SOURCE EXTRACT.
===
As the movie begins, Fey’s Portia Nathan is secure—all but smugly so—in both her professional and personal life. For 16 years, she’s devoted her life to her job as a member of Princeton’s elite admissions team. Her boss, the dean of admissions (the always delightful Wallace Shawn), is on the verge of retirement, putting Portia and her admissions-committee frenemy (Gloria Reuben) in competition to take over his spot. For 10 years Portia has been living with her English-prof boyfriend (an enjoyably insufferable Michael Sheen), who occasionally looks up from his Chaucer just long enough to give her the kind of friendly head pat you might mete out to a distant acquaintance’s aged corgi.

Any consumer of romantic comedies will recognize that this is a protagonist whose life is about to fall spectacularly apart. Within what seems to be a space of days, Portia’s public and private worlds both begin to crumble. First, she discovers that her boyfriend is about to leave her for a woman we know only as “that vile Virginia Woolf scholar,” who’s pregnant with his twins. (A recurring joke about Portia bumping into her ex and his ever-larger new love at increasingly awkward moments is that rare running gag that gets funnier each time.) Then, a routine recruiting visit to a crunchy progressive high school in rural New Hampshire brings up a painful memory from Portia’s past. John Pressman (Paul Rudd), a teacher at the school, confesses his real reason for requesting the visit: He has reason to suspect that his brightest student, the brilliant but socially awkward Jeremiah (Nat Wolff), is Portia’s biological son.

As she proved over seven seasons on 30 Rock, Tina Fey has no peer when it comes to coming unglued in slow motion, which is what makes this movie’s middle section—after Portia’s life has (predictably) fallen apart but before it gets (unconvincingly) stitched back together—by far its best. Portia Nathan is a more familiar comic type than Liz Lemon: the uptight overachiever who learns to slow down and experience real love. But Fey finds something deeper and darker in the character—especially in the surprisingly raw scenes with a superb Lily Tomlin as Portia’s mother, Susannah, a radical feminist whose hands-off parenting style is so brusque it borders on neglect. Watching these two smart, acerbic comediennes bounce dialogue off one another like quarters off a well-made bed, I found myself thinking, Why hasn’t Lily Tomlin played Tina Fey’s mother already?

I would happily have watched a whole separate movie about Portia and Susannah’s relationship, but their scenes together are limited, thanks to the script’s need to wedge in those multiple interlocking subplots. One storyline in particular, about the fraught relationship between Paul Rudd’s character, a globe-hopping do-gooder, and his travel-weary adopted son (Travaris Spears), took up at once too much and too little screen time; it felt like an import from the source novel that needed to be either eliminated or beefed up considerably. The screenplay also seriously strains credibility in the second hour, when the usually goody-two-shoes Portia, overwhelmed by both her maternal feelings for Jeremiah and her growing attraction to his teacher, agrees to throw her weight behind Jeremiah’s application to Princeton—even to the point of cutting ethical corners at her job to land him a spot in the incoming class.
===
INFORMATION GIVEN.
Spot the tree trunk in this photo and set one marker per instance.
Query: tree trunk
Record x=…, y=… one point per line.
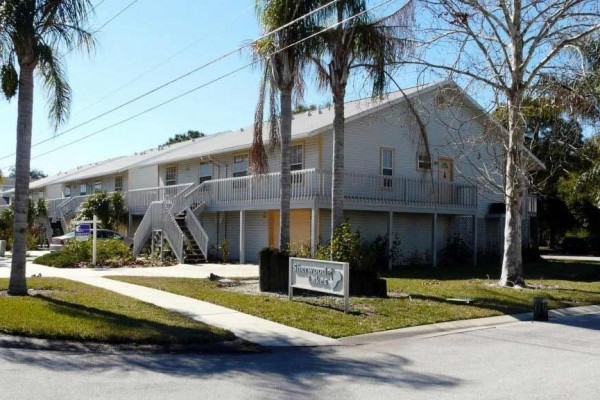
x=18, y=283
x=512, y=262
x=286, y=156
x=337, y=184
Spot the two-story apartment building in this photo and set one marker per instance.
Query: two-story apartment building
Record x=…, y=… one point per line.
x=199, y=192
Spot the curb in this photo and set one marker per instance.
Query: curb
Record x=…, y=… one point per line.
x=453, y=327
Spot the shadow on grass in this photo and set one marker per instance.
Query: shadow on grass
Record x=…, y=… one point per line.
x=120, y=324
x=539, y=270
x=299, y=373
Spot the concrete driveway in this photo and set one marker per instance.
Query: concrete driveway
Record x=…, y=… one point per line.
x=177, y=271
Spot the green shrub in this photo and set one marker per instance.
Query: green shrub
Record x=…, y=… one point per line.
x=79, y=254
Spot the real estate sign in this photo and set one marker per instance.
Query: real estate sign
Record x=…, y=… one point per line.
x=82, y=231
x=320, y=276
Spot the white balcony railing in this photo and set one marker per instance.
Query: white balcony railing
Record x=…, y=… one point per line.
x=359, y=188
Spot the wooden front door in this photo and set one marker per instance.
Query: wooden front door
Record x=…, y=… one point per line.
x=446, y=169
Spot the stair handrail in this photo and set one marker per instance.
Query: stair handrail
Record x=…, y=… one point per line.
x=172, y=233
x=196, y=193
x=197, y=231
x=158, y=217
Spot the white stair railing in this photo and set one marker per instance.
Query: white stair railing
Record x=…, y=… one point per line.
x=197, y=231
x=158, y=217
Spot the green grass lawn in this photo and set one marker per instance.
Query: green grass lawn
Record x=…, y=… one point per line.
x=63, y=309
x=417, y=297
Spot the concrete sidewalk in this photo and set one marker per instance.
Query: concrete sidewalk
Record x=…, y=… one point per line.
x=254, y=329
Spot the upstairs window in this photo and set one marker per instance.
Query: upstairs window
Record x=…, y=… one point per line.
x=171, y=176
x=118, y=184
x=423, y=161
x=205, y=172
x=240, y=165
x=387, y=166
x=297, y=163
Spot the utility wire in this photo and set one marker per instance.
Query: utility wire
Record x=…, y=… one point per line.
x=207, y=64
x=156, y=66
x=212, y=81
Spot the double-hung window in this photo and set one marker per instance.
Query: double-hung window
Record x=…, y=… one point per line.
x=171, y=176
x=205, y=172
x=387, y=167
x=240, y=169
x=118, y=184
x=423, y=161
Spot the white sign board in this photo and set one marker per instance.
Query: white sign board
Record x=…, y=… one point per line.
x=82, y=231
x=320, y=276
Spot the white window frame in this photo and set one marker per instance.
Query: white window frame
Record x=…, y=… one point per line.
x=119, y=187
x=386, y=171
x=203, y=176
x=422, y=163
x=239, y=160
x=171, y=170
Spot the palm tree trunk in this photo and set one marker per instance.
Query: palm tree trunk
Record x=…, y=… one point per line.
x=337, y=184
x=18, y=284
x=286, y=157
x=512, y=262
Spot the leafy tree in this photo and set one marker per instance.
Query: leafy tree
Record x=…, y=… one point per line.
x=358, y=42
x=283, y=61
x=506, y=48
x=32, y=32
x=182, y=137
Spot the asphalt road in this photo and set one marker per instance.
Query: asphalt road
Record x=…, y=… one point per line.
x=559, y=360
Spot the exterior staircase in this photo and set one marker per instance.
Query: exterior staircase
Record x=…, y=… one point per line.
x=192, y=253
x=179, y=225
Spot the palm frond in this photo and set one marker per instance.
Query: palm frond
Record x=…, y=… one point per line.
x=56, y=86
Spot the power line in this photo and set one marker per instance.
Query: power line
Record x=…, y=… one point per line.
x=205, y=65
x=156, y=66
x=213, y=80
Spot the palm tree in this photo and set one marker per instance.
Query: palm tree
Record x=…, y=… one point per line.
x=283, y=61
x=359, y=41
x=32, y=32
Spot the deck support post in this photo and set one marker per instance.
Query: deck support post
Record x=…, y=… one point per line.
x=314, y=235
x=242, y=237
x=434, y=240
x=129, y=224
x=390, y=239
x=475, y=240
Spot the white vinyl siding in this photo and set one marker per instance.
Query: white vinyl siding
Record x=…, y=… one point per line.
x=240, y=165
x=119, y=183
x=171, y=175
x=297, y=162
x=144, y=177
x=386, y=160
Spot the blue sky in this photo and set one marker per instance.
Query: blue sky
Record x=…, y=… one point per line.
x=143, y=36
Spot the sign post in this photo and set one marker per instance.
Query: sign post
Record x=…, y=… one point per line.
x=94, y=235
x=320, y=276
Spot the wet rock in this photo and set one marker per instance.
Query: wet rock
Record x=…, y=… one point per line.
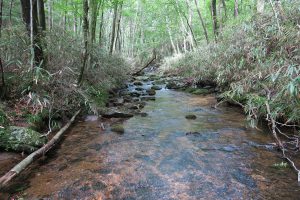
x=117, y=128
x=192, y=133
x=139, y=83
x=201, y=91
x=128, y=99
x=174, y=85
x=142, y=78
x=143, y=114
x=116, y=114
x=191, y=117
x=156, y=87
x=91, y=118
x=135, y=94
x=151, y=92
x=148, y=98
x=229, y=148
x=139, y=89
x=159, y=82
x=21, y=139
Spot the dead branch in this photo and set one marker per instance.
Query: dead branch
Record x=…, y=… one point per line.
x=35, y=155
x=147, y=65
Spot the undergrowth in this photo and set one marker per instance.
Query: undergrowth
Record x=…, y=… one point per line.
x=48, y=93
x=254, y=63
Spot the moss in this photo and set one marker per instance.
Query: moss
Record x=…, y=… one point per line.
x=151, y=92
x=118, y=128
x=21, y=139
x=3, y=119
x=201, y=91
x=98, y=94
x=191, y=117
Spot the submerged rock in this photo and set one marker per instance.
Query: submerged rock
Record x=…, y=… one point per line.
x=151, y=92
x=138, y=83
x=139, y=89
x=201, y=91
x=21, y=139
x=116, y=114
x=156, y=87
x=191, y=116
x=117, y=128
x=148, y=98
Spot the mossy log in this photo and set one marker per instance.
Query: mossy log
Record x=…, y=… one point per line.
x=35, y=155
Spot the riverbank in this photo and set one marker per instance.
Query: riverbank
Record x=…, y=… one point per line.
x=162, y=155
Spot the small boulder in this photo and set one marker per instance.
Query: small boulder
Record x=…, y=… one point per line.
x=117, y=128
x=191, y=117
x=21, y=139
x=172, y=85
x=148, y=98
x=139, y=83
x=151, y=92
x=116, y=114
x=135, y=94
x=139, y=89
x=156, y=87
x=201, y=91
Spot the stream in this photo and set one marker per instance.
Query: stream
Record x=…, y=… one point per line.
x=161, y=156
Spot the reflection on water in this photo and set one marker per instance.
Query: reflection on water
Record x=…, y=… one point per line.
x=157, y=159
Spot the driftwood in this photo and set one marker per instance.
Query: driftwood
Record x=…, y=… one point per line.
x=147, y=65
x=35, y=155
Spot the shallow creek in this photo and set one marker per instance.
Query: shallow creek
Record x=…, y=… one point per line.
x=156, y=159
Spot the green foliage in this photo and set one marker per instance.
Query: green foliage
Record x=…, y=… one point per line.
x=254, y=63
x=3, y=118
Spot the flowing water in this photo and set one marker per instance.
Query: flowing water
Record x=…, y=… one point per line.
x=163, y=156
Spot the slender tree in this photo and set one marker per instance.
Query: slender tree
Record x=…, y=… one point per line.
x=42, y=17
x=85, y=39
x=2, y=86
x=29, y=14
x=113, y=32
x=202, y=21
x=214, y=17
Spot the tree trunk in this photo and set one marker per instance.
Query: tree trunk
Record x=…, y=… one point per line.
x=30, y=18
x=113, y=32
x=94, y=14
x=214, y=17
x=118, y=37
x=224, y=7
x=202, y=21
x=10, y=10
x=85, y=38
x=260, y=6
x=2, y=86
x=35, y=155
x=101, y=29
x=236, y=8
x=42, y=18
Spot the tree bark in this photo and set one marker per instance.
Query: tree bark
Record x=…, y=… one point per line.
x=2, y=86
x=236, y=8
x=202, y=21
x=35, y=155
x=260, y=6
x=42, y=18
x=214, y=17
x=101, y=28
x=94, y=14
x=113, y=32
x=29, y=15
x=85, y=38
x=10, y=10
===
WORK ITEM. According to the movie review, how many years has Portia been living with her English-professor boyfriend? The rows are separate material with no connection to the movie review.

ANSWER BOX. Portia has been living with him for 10 years.